Data science is a broad field that combines domain knowledge, programming skills, mathematics and statistics in order to draw insight from data. As you may have guessed from the name — Data Science — the work done revolves around data, lots of data.
I have to admit, when I first heard about Data Science, I thought all individuals who worked in the field were data scientists. You can imagine my surprise when I found out that Data Science is not just a job role, but a field encompassing different skills and competencies.
But they are all Data Scientists right?
Well, yes and no. They all work in the data science field. While indeed there are Data Scientists, there are also other sought after experts in the data world such as the data engineers, data analysts, machine learning engineer etc.
Why? Don't they all work with data?
Yes, they do in fact work with data, but there is a lot of work to be done with data. The position in the data workflow where they interface with data differ as well as the form of data they work with.
While a single person such as a data scientist can carry out all these functions in a small company, in a larger company with well defined structures, there is usually much more data and infrastructure to handle. Hence it becomes burdensome for one person to do all the work.
Also to improve efficiency in company operations, it is practicable that these data tasks are handled by professionals who have honed their skills in such areas such as Database management, Predictive analysis, Data visualization, Machine Learning and the like.
The data science field is expanding as more companies have realized the importance of data. With these data science job roles are becoming more defined and certain skills and competencies are expected from data professionals. Although your duty may vary slightly from company to company, the basic job roles will remain the same. It is also common that some of the tasks of these professionals are intertwined with one another, so don’t be surprised if you see the same function appear more than one time.
We will go through the roles of the data analyst, data scientist, database administrator, machine learning engineer and data engineer taking note of their job descriptions, tools used and skills required for each role. It is also good to note that some of the skills and skills are similar.
Essential data science skills include:
Data Collection and Preparation
To work with data, we need data. The data collection process includes all processes and methods through which data is collected for analysis. While there are free datasets available in sites such as Kaggle or Google datasets.

#### Records

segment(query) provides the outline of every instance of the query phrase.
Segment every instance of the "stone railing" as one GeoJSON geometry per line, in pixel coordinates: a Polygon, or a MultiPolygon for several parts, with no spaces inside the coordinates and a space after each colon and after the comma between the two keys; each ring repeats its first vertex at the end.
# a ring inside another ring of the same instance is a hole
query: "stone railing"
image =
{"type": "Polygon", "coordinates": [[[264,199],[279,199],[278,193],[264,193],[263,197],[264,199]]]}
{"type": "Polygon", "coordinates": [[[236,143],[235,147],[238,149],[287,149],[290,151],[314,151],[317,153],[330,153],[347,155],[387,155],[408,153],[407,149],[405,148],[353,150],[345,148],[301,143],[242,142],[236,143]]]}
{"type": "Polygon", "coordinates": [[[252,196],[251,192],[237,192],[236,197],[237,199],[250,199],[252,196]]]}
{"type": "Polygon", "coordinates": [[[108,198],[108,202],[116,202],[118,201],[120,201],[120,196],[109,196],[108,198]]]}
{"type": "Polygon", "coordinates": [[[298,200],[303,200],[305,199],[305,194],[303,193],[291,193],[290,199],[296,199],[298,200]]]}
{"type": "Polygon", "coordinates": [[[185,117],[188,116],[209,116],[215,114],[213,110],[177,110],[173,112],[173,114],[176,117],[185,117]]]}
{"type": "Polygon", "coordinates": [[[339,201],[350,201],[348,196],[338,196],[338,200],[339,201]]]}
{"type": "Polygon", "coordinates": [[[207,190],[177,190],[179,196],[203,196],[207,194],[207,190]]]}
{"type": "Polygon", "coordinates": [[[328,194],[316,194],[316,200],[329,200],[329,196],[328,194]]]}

#### Short problem 1
Restate word for word the part of the data science text running from "Data science is a" up to and including "work with data?".
#### Short problem 2
Quote every line of the records exactly as it appears.

#### Task answer 1
Data science is a broad field that combines domain knowledge, programming skills, mathematics and statistics in order to draw insight from data. As you may have guessed from the name — Data Science — the work done revolves around data, lots of data.
I have to admit, when I first heard about Data Science, I thought all individuals who worked in the field were data scientists. You can imagine my surprise when I found out that Data Science is not just a job role, but a field encompassing different skills and competencies.
But they are all Data Scientists right?
Well, yes and no. They all work in the data science field. While indeed there are Data Scientists, there are also other sought after experts in the data world such as the data engineers, data analysts, machine learning engineer etc.
Why? Don't they all work with data?

#### Task answer 2
segment(query) provides the outline of every instance of the query phrase.
Segment every instance of the "stone railing" as one GeoJSON geometry per line, in pixel coordinates: a Polygon, or a MultiPolygon for several parts, with no spaces inside the coordinates and a space after each colon and after the comma between the two keys; each ring repeats its first vertex at the end.
# a ring inside another ring of the same instance is a hole
query: "stone railing"
image =
{"type": "Polygon", "coordinates": [[[264,199],[279,199],[278,193],[264,193],[263,197],[264,199]]]}
{"type": "Polygon", "coordinates": [[[236,143],[235,147],[238,149],[287,149],[290,151],[314,151],[317,153],[330,153],[347,155],[387,155],[408,153],[407,149],[405,148],[353,150],[345,148],[301,143],[242,142],[236,143]]]}
{"type": "Polygon", "coordinates": [[[252,196],[251,192],[237,192],[236,197],[237,199],[250,199],[252,196]]]}
{"type": "Polygon", "coordinates": [[[108,198],[108,202],[116,202],[118,201],[120,201],[120,196],[109,196],[108,198]]]}
{"type": "Polygon", "coordinates": [[[298,200],[303,200],[305,199],[305,194],[303,193],[291,193],[290,199],[296,199],[298,200]]]}
{"type": "Polygon", "coordinates": [[[185,117],[188,116],[209,116],[215,114],[213,110],[177,110],[173,112],[173,114],[176,117],[185,117]]]}
{"type": "Polygon", "coordinates": [[[339,201],[350,201],[348,196],[338,196],[338,200],[339,201]]]}
{"type": "Polygon", "coordinates": [[[207,190],[177,190],[179,196],[203,196],[207,194],[207,190]]]}
{"type": "Polygon", "coordinates": [[[328,194],[316,194],[316,200],[329,200],[329,196],[328,194]]]}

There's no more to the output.